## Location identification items
** Start **
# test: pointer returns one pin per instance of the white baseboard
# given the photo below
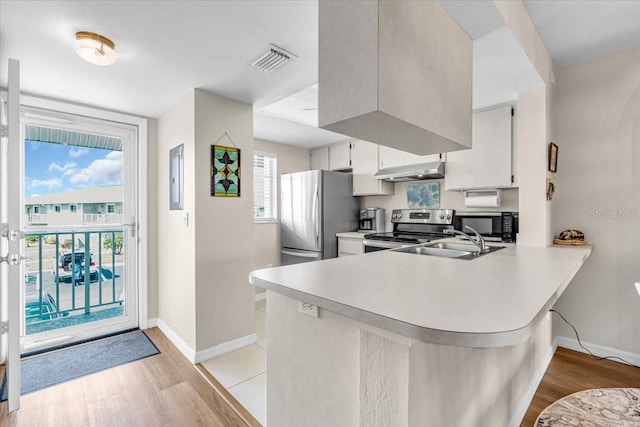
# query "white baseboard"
(225, 347)
(525, 402)
(209, 353)
(599, 350)
(184, 348)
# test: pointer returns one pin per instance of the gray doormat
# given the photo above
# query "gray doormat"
(60, 366)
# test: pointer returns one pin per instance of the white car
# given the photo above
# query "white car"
(65, 270)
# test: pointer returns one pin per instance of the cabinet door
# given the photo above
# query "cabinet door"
(319, 158)
(364, 157)
(347, 246)
(390, 157)
(488, 163)
(340, 156)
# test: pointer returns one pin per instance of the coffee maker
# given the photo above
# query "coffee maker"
(371, 220)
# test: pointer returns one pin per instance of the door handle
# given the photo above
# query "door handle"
(133, 225)
(13, 259)
(16, 235)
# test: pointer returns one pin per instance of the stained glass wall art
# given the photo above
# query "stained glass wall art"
(225, 171)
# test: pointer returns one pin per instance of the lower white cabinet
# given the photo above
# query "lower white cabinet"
(350, 246)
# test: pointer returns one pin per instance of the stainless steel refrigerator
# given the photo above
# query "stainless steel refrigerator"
(316, 205)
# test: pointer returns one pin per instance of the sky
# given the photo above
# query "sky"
(55, 168)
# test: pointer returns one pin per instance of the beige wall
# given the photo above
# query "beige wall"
(448, 200)
(152, 218)
(175, 240)
(597, 123)
(224, 304)
(266, 248)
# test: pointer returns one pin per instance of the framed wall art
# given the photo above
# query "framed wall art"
(225, 171)
(553, 157)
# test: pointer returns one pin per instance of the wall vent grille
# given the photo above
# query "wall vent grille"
(270, 59)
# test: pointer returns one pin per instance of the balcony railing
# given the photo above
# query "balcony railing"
(62, 289)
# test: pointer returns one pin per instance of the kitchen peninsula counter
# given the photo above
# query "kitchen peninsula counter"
(492, 301)
(412, 340)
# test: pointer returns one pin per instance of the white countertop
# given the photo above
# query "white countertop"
(354, 234)
(492, 301)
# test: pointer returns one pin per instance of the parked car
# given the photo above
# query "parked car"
(65, 270)
(32, 305)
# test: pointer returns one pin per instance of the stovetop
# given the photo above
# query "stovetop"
(416, 225)
(404, 237)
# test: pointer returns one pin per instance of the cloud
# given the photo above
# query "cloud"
(55, 167)
(74, 153)
(107, 171)
(50, 184)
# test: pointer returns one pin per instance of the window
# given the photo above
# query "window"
(265, 187)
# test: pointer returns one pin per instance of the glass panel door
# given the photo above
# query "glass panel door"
(79, 210)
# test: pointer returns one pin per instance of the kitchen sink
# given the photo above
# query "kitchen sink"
(464, 251)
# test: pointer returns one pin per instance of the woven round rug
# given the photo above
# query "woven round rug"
(596, 407)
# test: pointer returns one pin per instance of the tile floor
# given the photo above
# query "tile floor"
(243, 372)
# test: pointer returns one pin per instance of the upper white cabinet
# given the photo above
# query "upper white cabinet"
(319, 158)
(390, 157)
(364, 164)
(489, 163)
(340, 156)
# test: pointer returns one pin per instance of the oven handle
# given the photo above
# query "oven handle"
(382, 244)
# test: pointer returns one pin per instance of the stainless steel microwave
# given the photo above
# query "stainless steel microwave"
(493, 226)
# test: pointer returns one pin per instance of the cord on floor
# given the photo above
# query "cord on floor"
(586, 349)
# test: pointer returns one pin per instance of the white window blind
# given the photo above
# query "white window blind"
(265, 187)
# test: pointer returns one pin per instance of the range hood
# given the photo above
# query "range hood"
(417, 172)
(395, 73)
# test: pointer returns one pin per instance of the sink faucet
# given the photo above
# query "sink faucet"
(479, 241)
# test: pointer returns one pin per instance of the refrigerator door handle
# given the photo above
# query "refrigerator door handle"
(300, 254)
(318, 219)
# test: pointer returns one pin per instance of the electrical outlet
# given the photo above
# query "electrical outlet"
(308, 309)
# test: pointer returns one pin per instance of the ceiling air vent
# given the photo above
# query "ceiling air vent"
(270, 59)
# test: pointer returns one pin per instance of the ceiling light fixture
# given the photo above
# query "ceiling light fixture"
(95, 48)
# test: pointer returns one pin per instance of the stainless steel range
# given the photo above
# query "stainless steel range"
(410, 227)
** End **
## Aim of the exercise
Arrange the entries above as a two-column CSV with the headers "entry_text" and "answer", one row per entry. Put each entry's text and its answer in one quoted field apiece, replace line breaks with spaces, and leave out the pictures.

## The answer
entry_text,answer
"# test: pointer returns one pin per instance of the white baseboard # given the photo below # query ""white baseboard""","(225, 347) (525, 402) (209, 353) (599, 350) (184, 348)"
"# test: pointer returns one pin per instance of the gray doormat # given the photo above # query ""gray doormat""","(60, 366)"
"# test: pointer returns one pin per instance of the white car # given the photo above # query ""white car""","(65, 270)"
"# test: pointer returns one pin per instance of the cabinet door # given the photo above # query ""cabinet door""","(319, 158) (364, 157) (347, 246) (390, 157) (488, 163) (340, 156)"
"# test: pointer returns one pin per instance of the coffee maker # given the photo above # query ""coffee maker""","(371, 220)"
"# test: pointer returns one pin per instance of the door handle # given the photo above # query ""door handle""","(133, 225) (13, 259) (16, 235)"
"# test: pointer returns one pin per instance of the stained glass wall art # given the photo above # query ""stained glass wall art""","(225, 171)"
"# test: pointer returns one pin per instance of the lower white cabinet # given the photo above # query ""lower white cabinet""","(350, 246)"
"# test: pointer returns one pin per instance of the stainless steel refrigerator # given the photo above # query ""stainless steel refrigerator""","(316, 205)"
"# test: pointer returns one pin per instance of the sky # given the photo above # query ""sky""","(55, 168)"
"# test: pointer returns one pin per instance of the beige wall # given the photo above # query ""beige wall""","(448, 200) (152, 218) (175, 240) (597, 123) (224, 304) (266, 248)"
"# test: pointer returns one pin per instance of the framed wall art # given the photo above # query ""framed wall art""","(225, 171) (553, 157)"
"# test: pointer returns one pin per instance of the wall vent grille # given the photo above # query ""wall vent grille""","(270, 59)"
"# test: pointer returns one pin per instance of the balcony railing # given the photo above # query ""balcony railing""","(62, 289)"
"# test: pointer returns one pin per instance of the kitchen peninsula counter # given the photo above # query ""kitchen peninsula counter""","(492, 301) (412, 340)"
"# test: pointer returns one pin per instance of the white countertop # given the photo above # query ""white countertop""","(354, 234) (492, 301)"
"# test: pointer returns one pin per instance of the parked car # given the photo above # query ""parked car""","(65, 270) (32, 305)"
"# test: pointer returns one pin per instance of the stovetop # given the photo above # query ""stovetop""","(416, 225) (404, 237)"
"# test: pointer returns one pin per instance of the cloud # given the photo above # query ""cloud""","(55, 167) (74, 153) (107, 171) (50, 184)"
"# test: pointer returns one pin per instance of the window # given the photo above # query ""window""","(265, 187)"
"# test: pointer returns one pin per instance of the glass panel door # given the photo above # query ""glass panel door""","(79, 210)"
"# test: pointer returns one pin per instance of the kitchen sink # given the photo above # query ""kitchen sink""","(464, 251)"
"# test: pointer returns one pin per instance of the woven round rug # given the photo above # query ""woven round rug""","(596, 407)"
"# test: pointer returns one pin per instance of the tile floor # given the photo above # query ""tile floor""","(243, 372)"
"# test: pointer returns one pin per instance of the upper white cabinet # given the photo above # query ""upper white cabinet""","(319, 158) (390, 157) (364, 164) (489, 163) (340, 156)"
"# test: pointer returns one pin per instance of the oven handle # given the photo above # query ""oven handle""","(382, 244)"
"# test: pointer returns one pin per instance of the stainless steel microwave # given the photo above # query ""stainless steel microwave""","(493, 226)"
"# test: pointer returns one pin per instance of the cord on floor # given the photo above # query ""cord on floor""","(586, 349)"
"# test: pointer returns one pin per instance of the white window blind # given the photo above # query ""white window blind""","(265, 187)"
"# test: pointer returns one pin per instance of the range hood # given the photo above # query ""range hood""","(417, 172) (395, 73)"
"# test: pointer returns one pin per instance of the sink faucet # given the photo above # query ""sink faucet""","(479, 241)"
"# test: pointer returns one pin per instance of the refrigerator door handle # given the photo above # query ""refrigerator door handle""","(300, 254) (318, 219)"
"# test: pointer returns one pin per instance of the electrical outlet # given the photo above # query ""electrical outlet""","(308, 309)"
"# test: pointer returns one pin per instance of the ceiling air vent # given the photo above # query ""ceiling air vent""","(270, 59)"
"# test: pointer returns one pin per instance of the ceiling light fixture # given the photo above # query ""ceiling light fixture""","(95, 48)"
"# test: pointer returns one pin per instance of the stainless steel range # given the photo above # query ""stainless steel range""","(410, 227)"